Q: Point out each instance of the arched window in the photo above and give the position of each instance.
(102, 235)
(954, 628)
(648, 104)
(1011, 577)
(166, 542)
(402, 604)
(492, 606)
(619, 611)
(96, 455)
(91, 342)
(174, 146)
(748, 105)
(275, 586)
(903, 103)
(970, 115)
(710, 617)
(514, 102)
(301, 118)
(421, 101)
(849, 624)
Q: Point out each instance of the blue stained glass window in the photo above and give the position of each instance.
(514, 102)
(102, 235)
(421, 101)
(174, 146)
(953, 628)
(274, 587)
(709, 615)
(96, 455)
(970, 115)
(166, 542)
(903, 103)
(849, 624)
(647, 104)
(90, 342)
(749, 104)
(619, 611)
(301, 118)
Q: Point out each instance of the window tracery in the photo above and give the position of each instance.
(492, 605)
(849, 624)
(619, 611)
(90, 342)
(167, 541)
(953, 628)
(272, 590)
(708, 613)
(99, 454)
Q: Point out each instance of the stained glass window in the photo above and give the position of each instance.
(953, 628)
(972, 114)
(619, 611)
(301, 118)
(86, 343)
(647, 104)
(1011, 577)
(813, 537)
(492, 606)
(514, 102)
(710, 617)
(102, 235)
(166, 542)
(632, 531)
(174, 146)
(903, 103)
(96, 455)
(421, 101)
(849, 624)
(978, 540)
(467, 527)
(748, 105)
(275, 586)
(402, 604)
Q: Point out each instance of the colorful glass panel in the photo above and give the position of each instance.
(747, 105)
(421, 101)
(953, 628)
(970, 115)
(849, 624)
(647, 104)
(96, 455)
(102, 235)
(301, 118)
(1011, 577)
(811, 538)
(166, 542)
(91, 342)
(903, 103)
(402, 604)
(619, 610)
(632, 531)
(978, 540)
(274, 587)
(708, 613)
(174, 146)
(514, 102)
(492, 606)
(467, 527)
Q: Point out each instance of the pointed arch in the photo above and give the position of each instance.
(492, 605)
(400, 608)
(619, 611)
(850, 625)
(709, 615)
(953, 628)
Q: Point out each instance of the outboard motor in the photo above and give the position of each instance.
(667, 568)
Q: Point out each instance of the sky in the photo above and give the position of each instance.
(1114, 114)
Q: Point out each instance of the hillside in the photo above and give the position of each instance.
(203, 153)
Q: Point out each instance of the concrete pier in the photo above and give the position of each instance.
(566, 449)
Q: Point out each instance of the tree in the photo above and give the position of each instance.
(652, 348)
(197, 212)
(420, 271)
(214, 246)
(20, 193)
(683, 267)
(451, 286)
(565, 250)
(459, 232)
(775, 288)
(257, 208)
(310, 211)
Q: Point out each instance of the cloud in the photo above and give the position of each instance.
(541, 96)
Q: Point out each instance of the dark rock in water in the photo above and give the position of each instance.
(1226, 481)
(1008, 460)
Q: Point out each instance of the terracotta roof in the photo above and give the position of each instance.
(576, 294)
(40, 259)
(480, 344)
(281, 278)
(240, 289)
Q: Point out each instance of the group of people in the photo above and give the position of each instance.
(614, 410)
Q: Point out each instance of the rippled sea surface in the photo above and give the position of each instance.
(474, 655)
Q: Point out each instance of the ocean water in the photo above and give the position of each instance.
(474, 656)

* * * * *

Copy out all of the records shown above exactly.

## Output
Q: Point out each instance of the arched window in the photo above and give the position of each instance.
(102, 235)
(954, 628)
(648, 104)
(1011, 577)
(166, 542)
(402, 604)
(492, 606)
(619, 611)
(96, 455)
(91, 342)
(174, 146)
(748, 105)
(275, 586)
(903, 103)
(970, 115)
(710, 617)
(514, 102)
(301, 118)
(421, 101)
(849, 624)
Q: Point out each instance of the blue stained glass window in the photo above and give the position of each instance.
(514, 102)
(102, 235)
(421, 101)
(174, 146)
(953, 628)
(274, 587)
(709, 615)
(96, 455)
(970, 115)
(166, 542)
(903, 103)
(849, 624)
(647, 104)
(90, 342)
(749, 104)
(619, 611)
(301, 118)
Q: Point out each instance of the window tracery in the photo above and give the position of each instance.
(492, 605)
(849, 624)
(619, 611)
(90, 342)
(167, 541)
(953, 628)
(272, 590)
(708, 613)
(99, 454)
Q: Point out each instance of the stained glass window in the photo above and give the position of each instance.
(953, 628)
(972, 114)
(619, 611)
(301, 118)
(86, 343)
(647, 104)
(1011, 577)
(813, 537)
(492, 606)
(514, 102)
(710, 617)
(102, 235)
(166, 542)
(632, 531)
(174, 146)
(903, 103)
(96, 455)
(421, 101)
(849, 624)
(978, 540)
(467, 527)
(748, 105)
(275, 586)
(402, 604)
Q: Point out each instance of the colorful glass panel in the photo above and give the position of each instance.
(747, 105)
(421, 101)
(953, 628)
(970, 115)
(849, 624)
(647, 104)
(96, 455)
(102, 235)
(301, 118)
(1011, 577)
(811, 538)
(166, 542)
(91, 342)
(903, 103)
(402, 604)
(619, 610)
(632, 531)
(978, 540)
(274, 587)
(708, 613)
(174, 146)
(514, 102)
(492, 606)
(467, 527)
Q: Point out each instance of the pointed arch in the photo above and give the position of each instance.
(492, 605)
(400, 608)
(619, 611)
(850, 625)
(709, 615)
(953, 628)
Q: Point out each instance of the outboard motor in the photo above and give the position of each instance.
(667, 568)
Q: Point out each instance of the sky in the photo above and give the position of each instance.
(1114, 114)
Q: Point out each instance of the hillside in the photo above and give the position of each instance.
(203, 153)
Q: Point out each instance of the concrete pier in the photo above and give the position of each instance.
(566, 449)
Q: Point out each instance of the tree in the photo above and give the position of each instance.
(652, 348)
(197, 212)
(420, 271)
(214, 246)
(20, 193)
(683, 267)
(451, 286)
(565, 250)
(459, 232)
(775, 288)
(257, 208)
(310, 211)
Q: Point out each instance of the cloud in the photo above and give the position of each instance.
(541, 96)
Q: Point out each instance of the dark rock in water in the photo above and give the position of each instance.
(1226, 481)
(1008, 460)
Q: Point out each instance of the terracotta roof in the photo above and give the position of each instance.
(576, 294)
(40, 259)
(480, 344)
(281, 278)
(240, 289)
Q: Point out each instance of the group of people in the photo above and give the position of each instance.
(614, 410)
Q: Point out each instance of the rippled sea surface in the photo above and give the position of each instance.
(474, 655)
Q: Point out each instance of the ocean water in the photo above and give the position of each instance.
(474, 656)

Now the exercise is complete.